Jornal Poiésis
Saudade

Flávia Joss*
A saudade é o perfume
Que o amor deixa
Na gente
(Lucão)
Acordei ao som da chuva, levantei e abri a janela, um cheiro de terra molhada inundou meu quarto. Fechei os olhos e mergulhei no rio de lembranças.
Hoje é dia 22 de setembro, aniversário da minha cidade e aniversário do meu avô. Durante muitos anos o 22 de setembro era previsível. Pela manhã íamos assistir ao desfile cívico da cidade, eu, minha mãe e minha irmã. Achávamos divertido, a banda era a atração mais esperada. Os políticos locais aproveitavam para fazer campanha, apertavam nossas mãos e sorriam cinicamente. A circunstância acrescentada ao verbo só é nítida agora, nos tempos de menina a inocência era um presente. Depois, almoçávamos com meu avô. Eram tardes agradáveis, a casa cheia de tios e primos, vovô fazia pastel. Os netos ficavam em volta vigiando, pois ele era peralta e assim que nos distraíamos, fazia um pastel grandão recheado com papel para ver quem seria o neto mais guloso. Alguém sempre caía na pegadinha e nós gargalhávamos.

* [Extratos da listagem]
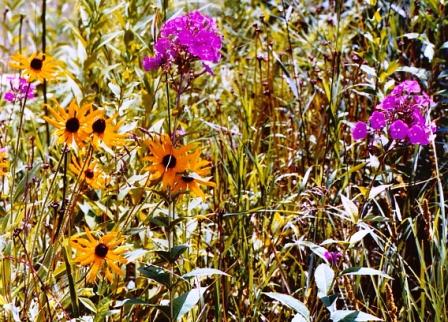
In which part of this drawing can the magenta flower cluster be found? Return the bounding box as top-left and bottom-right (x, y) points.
(143, 11), (222, 71)
(3, 76), (35, 103)
(352, 80), (436, 145)
(324, 250), (342, 265)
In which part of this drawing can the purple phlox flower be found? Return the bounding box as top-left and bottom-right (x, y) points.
(408, 124), (429, 145)
(352, 121), (367, 140)
(389, 120), (409, 140)
(414, 92), (434, 108)
(142, 55), (162, 71)
(4, 76), (36, 102)
(380, 95), (400, 111)
(3, 91), (16, 102)
(324, 250), (342, 265)
(412, 108), (425, 126)
(391, 80), (421, 96)
(147, 11), (222, 70)
(202, 63), (215, 76)
(369, 111), (386, 130)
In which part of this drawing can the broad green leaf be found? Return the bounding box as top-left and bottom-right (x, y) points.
(138, 265), (170, 287)
(341, 194), (359, 224)
(314, 263), (334, 298)
(349, 229), (372, 245)
(264, 292), (310, 321)
(182, 268), (230, 278)
(291, 313), (309, 322)
(156, 245), (188, 263)
(341, 267), (392, 279)
(125, 248), (148, 262)
(123, 298), (151, 305)
(173, 287), (207, 320)
(330, 310), (383, 322)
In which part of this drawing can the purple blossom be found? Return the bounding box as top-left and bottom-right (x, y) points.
(3, 76), (36, 102)
(324, 250), (342, 265)
(389, 120), (409, 140)
(352, 122), (367, 141)
(408, 124), (429, 145)
(352, 80), (436, 145)
(143, 11), (222, 70)
(380, 96), (398, 111)
(369, 111), (386, 130)
(391, 80), (421, 96)
(142, 56), (162, 72)
(3, 91), (16, 102)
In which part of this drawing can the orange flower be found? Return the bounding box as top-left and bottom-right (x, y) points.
(70, 227), (127, 283)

* [Exercícios propostos]
1) Apresente como lista numerada, sem as linhas em branco, o trecho da listagem que vai da linha que contém "In which part of this drawing can the orange" até o fim da listagem, ambas as extremidades incluídas.
2) Redija a continuação do texto sobre a saudade e as lembranças do avô, começando logo após a última frase apresentada.

* [Respostas]
1)
1. In which part of this drawing can the orange flower be found? Return the bounding box as top-left and bottom-right (x, y) points.
2. (70, 227), (127, 283)

2)
Há mais de vinte anos não temos a presença do seu Arlindo Bento... Porém, a figura dele é completamente inesquecível. As conversas sobre política, as invenções do nosso “Professor Pardal”, as comidas que fazia e os “fatos pitorescos”, expressão que usava sem economia. Uma vez ele chegou em casa com uma almofada que, ao ser apertada, liberava um som de pum. Pegou a almofada e colocou abaixo do assento do sofá e ficou aguardando quem sentaria primeiro. Como ríamos dessas brincadeiras...
Eu amava quando ele me chamava ao seu quarto e ali me mostrava seus poemas, suas peças de teatro. Ele me apresentou a poesia. Uma vez leu poema que eu achei tão triste... tinha um refrão que dizia “Pobre Arlindo!”. Mais tarde descobri que era adaptação de A catedral, do poeta Alphonsus de Guimaraens. Ele gostava dos poetas parnasianos, eu não sou muito fã. Se ele estivesse vivo, certamente discordaria do meu gosto poético. Gosto mais dos modernistas e dos contemporâneos. E ele me diria sobre os últimos “Esses poemas são uma esculhambação!”, outra frase que abundava em seu vocabulário.
A saudade me vestiu nesta manhã... Meus filhos não o conheceram, todavia o revivemos através de suas histórias e brincadeiras. Assim, eles podem imaginar o bisavô e compor suas memórias.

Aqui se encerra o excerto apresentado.